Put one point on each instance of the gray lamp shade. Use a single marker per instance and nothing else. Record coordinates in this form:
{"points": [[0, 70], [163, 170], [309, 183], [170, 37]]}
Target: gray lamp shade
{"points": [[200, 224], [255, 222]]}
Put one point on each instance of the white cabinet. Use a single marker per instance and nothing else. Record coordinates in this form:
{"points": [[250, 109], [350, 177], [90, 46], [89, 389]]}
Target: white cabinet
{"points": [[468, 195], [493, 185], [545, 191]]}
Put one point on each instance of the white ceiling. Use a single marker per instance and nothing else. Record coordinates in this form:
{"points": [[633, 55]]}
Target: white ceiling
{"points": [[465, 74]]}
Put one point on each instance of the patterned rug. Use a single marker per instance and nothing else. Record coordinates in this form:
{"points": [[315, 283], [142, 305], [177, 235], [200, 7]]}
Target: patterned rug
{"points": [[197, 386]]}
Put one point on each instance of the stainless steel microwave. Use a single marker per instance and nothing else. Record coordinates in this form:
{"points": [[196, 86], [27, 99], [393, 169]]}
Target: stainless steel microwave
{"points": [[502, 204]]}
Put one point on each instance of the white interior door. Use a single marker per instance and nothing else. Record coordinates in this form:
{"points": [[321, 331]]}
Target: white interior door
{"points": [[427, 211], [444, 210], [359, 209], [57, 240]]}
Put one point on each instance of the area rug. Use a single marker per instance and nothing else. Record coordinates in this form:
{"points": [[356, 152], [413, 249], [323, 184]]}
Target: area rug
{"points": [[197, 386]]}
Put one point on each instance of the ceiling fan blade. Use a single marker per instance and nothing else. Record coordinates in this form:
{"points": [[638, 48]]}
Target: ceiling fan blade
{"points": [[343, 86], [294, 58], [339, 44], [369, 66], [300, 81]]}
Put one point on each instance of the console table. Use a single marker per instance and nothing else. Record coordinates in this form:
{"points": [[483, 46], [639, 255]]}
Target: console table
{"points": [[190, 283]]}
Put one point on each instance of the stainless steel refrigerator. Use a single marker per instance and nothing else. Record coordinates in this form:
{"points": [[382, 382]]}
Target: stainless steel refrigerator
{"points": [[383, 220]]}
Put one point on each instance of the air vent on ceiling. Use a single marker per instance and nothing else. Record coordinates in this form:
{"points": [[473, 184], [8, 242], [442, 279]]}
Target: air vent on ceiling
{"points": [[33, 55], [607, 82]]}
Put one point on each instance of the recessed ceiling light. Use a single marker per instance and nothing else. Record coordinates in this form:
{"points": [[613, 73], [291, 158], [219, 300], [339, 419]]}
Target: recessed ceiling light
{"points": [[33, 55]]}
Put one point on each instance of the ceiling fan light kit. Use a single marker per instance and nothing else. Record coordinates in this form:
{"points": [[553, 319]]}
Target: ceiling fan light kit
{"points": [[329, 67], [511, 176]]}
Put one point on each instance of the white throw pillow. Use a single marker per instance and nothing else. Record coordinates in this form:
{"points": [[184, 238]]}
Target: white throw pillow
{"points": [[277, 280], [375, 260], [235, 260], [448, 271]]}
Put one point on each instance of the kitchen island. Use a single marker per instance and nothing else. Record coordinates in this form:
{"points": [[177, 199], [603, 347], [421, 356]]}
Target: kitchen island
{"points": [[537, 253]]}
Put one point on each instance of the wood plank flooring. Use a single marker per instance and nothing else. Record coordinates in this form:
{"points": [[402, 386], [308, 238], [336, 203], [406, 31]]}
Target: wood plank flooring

(Task description):
In how many lines of the records does the string "wood" occur? Answer with the number alone.

(Solution to this task):
2